Vista como acanhada, recolhida na casa real em Petrópolis, a má fama de Isabel começou a se formar então. E, apesar de tudo o que será dito a seguir, continua a ser consenso hoje. A historiadora Mary del Priore, por exemplo, é bastante cética a respeito do revisionismo da vida da Princesa: "documentos provam que era totalmente apolítica e voltada para o lar".

A princesa, o marido e os seus três filhos / Crédito: Wikimedia Commons

Despertar político

Até agora, falamos da Princesa Isabel que todo mundo conhece: uma dona de casa incapaz de assumir o trono. Mas seus defensores afirmam que essa é uma Isabel de duas décadas antes da possível sucessão. A Isabel que assinou a Lei Áurea, notou Echeverria, havia evoluído.

Ela se interessou pela maior questão da época: o fim da escravidão. Entrou em confronto com o chefe do gabinete dos ministros Barão de Cotegipe, que foi obrigado a se demitir do posto às vésperas da Lei Áurea. Seria a desprezada princesa a fazer a decisão provavelmente mais impactante da história do Brasil.

Isabel foi firme ao impor sua vontade e aboliu a escravatura mesmo contra a vontade de parte do governo. Ouviu do já citado Barão de Cotegipe que a libertação significaria a perda do trono. "Mil tronos eu tivesse, mil tronos eu daria para libertar os escravos do Brasil", respondeu. Sofreu também com o fogo amigo do sobrinho, Pedro Augusto, que, de olho no trono, conspirava contra a tia.

O envolvimenteo vai além de assinar a lei: antes disso, a princesa havia levantado fundos para a compra de cartas de alforria dos escravos de Petrópolis. E, de certa forma, ela aceitou levar o tiro que, de outra forma, estaria destinado a seu pai.

"O fato é que, sem a sua assinatura, a lei levaria mais alguns anos para ser sancionada. Acho difícil que dom Pedro II a assinasse, pois ele tinha mais compromissos com a elite agrária, dependente dessa mão de obra, do que sua filha", afirma Regina Echeverria.

A partir da virada, ela se mostra a favor também da reforma agrária, da universalização da educação e do voto feminino. A história mostraria que a tomada de partido contra a escravidão — e automaticamente contra a elite escravocrata —, seria fatal para a monarquia brasileira. Mas não seria só ela.

A princesa ao assumir a Segunda Regência / Crédito: Wikimedia Commons

Um conde no caminho

As ações da regente abriram os olhos da elite brasileira para a realidade de que Isabel era a futura monarca. "Na Terceira Regência parecia que, pela primeira vez, o país se dava conta de que dom Pedro II não reinaria para sempre", afirma a historiadora Maria Luiza de Carvalho Mesquita. "Que mais cedo ou mais tarde uma outra pessoa ocuparia seu lugar, no caso, uma mulher, casada com um estrangeiro, um liberal francês."

+ + + + +

O QUE SE PEDE.
1. Responda às perguntas abaixo com base no texto sobre a Princesa Isabel.
(a) Quem era o chefe do gabinete dos ministros obrigado a se demitir do posto às vésperas da Lei Áurea?
(b) Antes de assinar a lei, para que a princesa havia levantado fundos?
(c) Segundo Maria Luiza de Carvalho Mesquita, em qual regência o país parecia se dar conta, pela primeira vez, de que dom Pedro II não reinaria para sempre?
2. Prossiga com o texto sobre a Princesa Isabel a partir do ponto em que ele termina.
A listagem não guarda relação com o texto sobre a Princesa Isabel.

[Trechos de um conjunto de dados de detecção]
+ + + + +

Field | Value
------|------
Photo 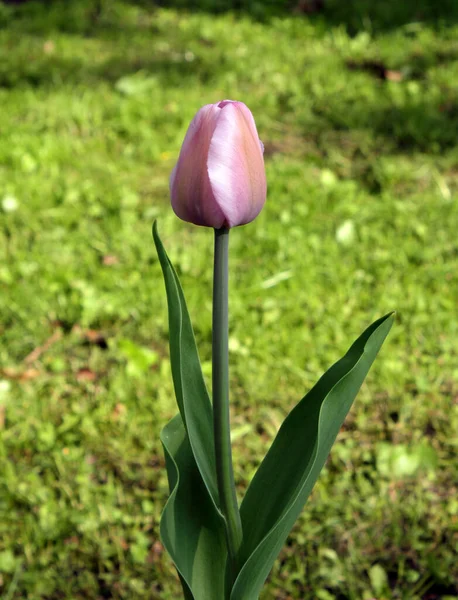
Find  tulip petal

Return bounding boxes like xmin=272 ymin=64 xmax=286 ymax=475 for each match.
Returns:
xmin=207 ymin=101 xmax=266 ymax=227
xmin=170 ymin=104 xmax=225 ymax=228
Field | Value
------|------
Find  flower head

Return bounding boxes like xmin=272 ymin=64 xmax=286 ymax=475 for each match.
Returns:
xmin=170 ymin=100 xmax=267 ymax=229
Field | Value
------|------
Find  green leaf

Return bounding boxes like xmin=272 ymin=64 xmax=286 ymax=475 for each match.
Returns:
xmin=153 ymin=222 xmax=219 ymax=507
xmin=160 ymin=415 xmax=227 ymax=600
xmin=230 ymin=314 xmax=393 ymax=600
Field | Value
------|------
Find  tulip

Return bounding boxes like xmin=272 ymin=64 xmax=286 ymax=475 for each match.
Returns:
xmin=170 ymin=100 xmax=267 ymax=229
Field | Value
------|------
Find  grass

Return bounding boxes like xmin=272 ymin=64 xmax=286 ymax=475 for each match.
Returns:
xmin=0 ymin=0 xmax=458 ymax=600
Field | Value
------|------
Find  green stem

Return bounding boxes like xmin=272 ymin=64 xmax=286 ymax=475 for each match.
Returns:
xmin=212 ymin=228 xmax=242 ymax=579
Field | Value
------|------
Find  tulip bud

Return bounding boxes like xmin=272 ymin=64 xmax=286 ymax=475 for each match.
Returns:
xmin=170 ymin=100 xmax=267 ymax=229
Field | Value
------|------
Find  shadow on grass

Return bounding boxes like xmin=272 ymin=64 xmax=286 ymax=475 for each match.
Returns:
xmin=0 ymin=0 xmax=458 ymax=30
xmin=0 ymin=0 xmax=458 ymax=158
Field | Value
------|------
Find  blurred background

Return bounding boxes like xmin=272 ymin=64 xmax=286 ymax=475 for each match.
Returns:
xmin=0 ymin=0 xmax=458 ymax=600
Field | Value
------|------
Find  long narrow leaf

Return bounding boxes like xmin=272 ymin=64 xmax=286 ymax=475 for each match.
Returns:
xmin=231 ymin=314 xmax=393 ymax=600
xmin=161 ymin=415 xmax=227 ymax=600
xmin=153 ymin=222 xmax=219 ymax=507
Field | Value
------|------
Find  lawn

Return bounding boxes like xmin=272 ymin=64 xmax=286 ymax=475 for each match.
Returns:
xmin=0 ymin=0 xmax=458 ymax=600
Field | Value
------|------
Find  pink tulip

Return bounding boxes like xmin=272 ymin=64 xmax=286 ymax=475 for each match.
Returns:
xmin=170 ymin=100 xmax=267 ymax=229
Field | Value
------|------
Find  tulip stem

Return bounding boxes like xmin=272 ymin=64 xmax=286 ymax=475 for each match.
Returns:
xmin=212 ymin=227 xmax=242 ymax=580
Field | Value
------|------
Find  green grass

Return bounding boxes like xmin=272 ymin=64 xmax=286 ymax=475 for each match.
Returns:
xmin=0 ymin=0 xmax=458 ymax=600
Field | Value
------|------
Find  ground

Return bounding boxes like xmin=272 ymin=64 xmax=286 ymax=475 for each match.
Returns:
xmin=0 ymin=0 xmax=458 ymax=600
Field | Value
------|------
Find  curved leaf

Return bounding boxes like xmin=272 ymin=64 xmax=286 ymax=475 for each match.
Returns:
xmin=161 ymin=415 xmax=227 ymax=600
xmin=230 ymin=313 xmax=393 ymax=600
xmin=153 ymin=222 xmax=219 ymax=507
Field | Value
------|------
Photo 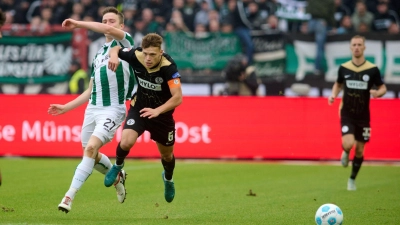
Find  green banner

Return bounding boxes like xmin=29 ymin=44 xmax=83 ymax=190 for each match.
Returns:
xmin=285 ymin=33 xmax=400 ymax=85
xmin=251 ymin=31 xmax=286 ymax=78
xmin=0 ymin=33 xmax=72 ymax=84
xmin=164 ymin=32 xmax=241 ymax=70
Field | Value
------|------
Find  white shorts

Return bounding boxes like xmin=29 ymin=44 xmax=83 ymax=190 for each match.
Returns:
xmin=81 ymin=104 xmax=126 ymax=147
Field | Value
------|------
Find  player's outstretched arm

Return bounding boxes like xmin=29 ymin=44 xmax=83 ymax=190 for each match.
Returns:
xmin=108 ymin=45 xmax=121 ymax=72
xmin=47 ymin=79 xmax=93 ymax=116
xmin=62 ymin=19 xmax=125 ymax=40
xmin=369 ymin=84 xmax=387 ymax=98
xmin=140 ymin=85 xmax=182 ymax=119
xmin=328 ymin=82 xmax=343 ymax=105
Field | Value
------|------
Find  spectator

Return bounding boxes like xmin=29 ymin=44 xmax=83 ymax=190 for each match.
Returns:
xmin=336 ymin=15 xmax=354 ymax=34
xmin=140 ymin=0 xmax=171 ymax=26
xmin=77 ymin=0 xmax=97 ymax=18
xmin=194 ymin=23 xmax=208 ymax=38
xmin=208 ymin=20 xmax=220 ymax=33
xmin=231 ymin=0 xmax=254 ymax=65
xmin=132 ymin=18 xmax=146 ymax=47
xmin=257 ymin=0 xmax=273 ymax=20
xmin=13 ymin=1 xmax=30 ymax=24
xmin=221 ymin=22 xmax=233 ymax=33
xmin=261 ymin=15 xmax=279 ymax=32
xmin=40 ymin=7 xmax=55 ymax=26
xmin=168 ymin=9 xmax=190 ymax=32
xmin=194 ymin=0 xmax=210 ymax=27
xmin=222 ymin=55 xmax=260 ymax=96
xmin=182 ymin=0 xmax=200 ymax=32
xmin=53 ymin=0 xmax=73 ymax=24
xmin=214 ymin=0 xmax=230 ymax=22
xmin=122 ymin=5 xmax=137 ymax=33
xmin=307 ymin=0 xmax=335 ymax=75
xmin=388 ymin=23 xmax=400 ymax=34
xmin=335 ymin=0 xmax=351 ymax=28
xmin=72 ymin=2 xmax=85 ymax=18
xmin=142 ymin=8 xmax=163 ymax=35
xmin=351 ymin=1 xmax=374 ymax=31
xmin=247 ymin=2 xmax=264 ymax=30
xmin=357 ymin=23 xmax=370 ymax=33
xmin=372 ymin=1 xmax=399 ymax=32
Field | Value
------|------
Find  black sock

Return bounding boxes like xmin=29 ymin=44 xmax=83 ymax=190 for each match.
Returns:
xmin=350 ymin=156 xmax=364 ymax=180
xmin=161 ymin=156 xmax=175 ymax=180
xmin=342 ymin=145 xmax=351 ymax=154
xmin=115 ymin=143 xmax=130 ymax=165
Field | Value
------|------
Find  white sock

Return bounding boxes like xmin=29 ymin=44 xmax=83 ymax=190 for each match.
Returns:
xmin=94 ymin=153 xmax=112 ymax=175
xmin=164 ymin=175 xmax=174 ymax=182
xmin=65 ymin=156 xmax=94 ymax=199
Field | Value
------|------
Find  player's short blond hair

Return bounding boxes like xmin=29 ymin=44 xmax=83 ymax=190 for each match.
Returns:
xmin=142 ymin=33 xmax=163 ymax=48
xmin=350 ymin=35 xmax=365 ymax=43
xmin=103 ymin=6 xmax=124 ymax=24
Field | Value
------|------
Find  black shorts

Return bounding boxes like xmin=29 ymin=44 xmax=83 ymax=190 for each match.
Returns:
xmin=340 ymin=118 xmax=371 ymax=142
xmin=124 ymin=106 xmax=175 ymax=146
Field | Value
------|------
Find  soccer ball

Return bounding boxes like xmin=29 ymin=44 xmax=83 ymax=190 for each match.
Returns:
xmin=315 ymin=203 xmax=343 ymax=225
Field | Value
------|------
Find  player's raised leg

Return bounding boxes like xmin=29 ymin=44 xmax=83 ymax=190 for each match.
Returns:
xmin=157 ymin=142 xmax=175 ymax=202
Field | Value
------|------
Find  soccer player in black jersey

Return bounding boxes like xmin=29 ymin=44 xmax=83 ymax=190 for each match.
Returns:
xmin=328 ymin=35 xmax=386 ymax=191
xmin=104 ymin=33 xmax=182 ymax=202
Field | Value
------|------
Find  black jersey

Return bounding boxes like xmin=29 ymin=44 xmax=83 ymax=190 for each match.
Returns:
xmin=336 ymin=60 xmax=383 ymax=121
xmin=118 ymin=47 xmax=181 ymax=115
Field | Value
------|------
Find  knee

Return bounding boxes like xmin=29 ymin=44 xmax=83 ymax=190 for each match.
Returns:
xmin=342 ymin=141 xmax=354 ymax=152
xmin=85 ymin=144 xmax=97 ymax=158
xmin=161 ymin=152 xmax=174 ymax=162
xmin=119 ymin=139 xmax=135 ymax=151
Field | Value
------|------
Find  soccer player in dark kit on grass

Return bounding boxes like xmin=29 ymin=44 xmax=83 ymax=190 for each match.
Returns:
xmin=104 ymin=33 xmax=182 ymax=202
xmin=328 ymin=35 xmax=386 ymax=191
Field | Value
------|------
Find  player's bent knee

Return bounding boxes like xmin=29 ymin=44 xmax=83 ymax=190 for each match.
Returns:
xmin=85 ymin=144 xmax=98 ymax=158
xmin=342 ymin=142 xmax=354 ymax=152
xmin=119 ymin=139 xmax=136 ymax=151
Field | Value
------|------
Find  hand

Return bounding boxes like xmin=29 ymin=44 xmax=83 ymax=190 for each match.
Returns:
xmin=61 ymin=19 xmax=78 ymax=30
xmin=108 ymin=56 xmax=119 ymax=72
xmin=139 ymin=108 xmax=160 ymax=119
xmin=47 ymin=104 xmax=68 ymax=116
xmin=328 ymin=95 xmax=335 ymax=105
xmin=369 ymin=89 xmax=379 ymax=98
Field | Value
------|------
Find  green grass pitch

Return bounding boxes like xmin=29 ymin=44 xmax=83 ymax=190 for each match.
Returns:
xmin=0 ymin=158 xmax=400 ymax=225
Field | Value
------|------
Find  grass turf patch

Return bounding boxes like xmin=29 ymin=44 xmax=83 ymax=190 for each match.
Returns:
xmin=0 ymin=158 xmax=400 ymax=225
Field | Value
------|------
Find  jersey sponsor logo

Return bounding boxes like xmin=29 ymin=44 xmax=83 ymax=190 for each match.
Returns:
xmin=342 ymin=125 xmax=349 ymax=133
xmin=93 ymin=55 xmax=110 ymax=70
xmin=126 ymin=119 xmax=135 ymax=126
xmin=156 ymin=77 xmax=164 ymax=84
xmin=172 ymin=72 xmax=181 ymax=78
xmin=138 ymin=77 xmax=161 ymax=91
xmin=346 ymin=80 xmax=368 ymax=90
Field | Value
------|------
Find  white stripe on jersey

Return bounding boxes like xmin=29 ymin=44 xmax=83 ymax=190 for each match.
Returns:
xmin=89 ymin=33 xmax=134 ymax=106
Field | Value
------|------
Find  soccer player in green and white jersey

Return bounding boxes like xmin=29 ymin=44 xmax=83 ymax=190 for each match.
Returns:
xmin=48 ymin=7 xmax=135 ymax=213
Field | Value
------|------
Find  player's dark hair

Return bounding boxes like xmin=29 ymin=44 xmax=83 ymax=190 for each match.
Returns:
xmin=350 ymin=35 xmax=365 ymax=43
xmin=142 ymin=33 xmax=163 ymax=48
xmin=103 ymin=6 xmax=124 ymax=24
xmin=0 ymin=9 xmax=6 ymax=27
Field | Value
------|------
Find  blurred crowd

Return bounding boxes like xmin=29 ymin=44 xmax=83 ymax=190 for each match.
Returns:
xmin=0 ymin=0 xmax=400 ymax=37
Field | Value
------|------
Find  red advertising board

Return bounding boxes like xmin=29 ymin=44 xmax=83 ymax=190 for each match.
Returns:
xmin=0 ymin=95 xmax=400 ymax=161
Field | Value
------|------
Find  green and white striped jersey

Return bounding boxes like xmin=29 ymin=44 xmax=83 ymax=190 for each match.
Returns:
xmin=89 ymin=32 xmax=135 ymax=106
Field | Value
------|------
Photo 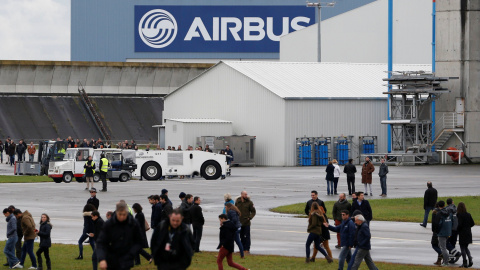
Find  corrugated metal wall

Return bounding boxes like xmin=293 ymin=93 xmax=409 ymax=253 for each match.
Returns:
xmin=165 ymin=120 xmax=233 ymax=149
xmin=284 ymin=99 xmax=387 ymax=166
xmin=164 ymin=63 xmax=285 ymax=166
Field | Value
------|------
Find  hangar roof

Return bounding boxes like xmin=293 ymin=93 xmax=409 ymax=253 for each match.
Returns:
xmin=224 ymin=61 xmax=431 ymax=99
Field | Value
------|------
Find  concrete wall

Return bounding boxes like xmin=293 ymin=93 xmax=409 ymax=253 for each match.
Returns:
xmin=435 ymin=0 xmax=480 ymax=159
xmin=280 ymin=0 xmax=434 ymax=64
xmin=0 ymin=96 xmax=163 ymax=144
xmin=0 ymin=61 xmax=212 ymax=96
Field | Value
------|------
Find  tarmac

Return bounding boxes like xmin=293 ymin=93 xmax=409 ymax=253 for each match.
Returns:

+ + + + +

RESPOSTAS POR TAREFA.
1.
(a) O Barão de Cotegipe.
(b) Para a compra de cartas de alforria dos escravos de Petrópolis.
(c) Na Terceira Regência.

2.
A questão que todos se perguntavam era: seriam mesmo suas as mãos a tomar as rédeas do país? Para os olhos daquela época, quem seria o rei não era ela, mas seu marido, o Conde d'Eu. O próprio abolicionismo da princesa foi visto como uma mera influência negativa dele.

Era um personagem não só estrangeiro como impopular. "O Conde d'Eu era, sem dúvida, caricaturável. Surdo e falando um português muito ruim", afirma o historiador Bruno Cerqueira, fundador do Instituto Cultural D. Isabel I.

E tanto ele quanto a princesa tinham uma contradição fatal, que evitou que fossem vistos como heróis por boa parte dos abolicionistas: eram realmente carolas, defensores do ultramontanismo, que colocava a Igreja acima do Estado. "Isso destoava dos políticos, que começavam a abraçar os diversos ismos do fin de siècle: positivismo, anticlericalismo, secularismo, cientificismo...", diz Cerqueira.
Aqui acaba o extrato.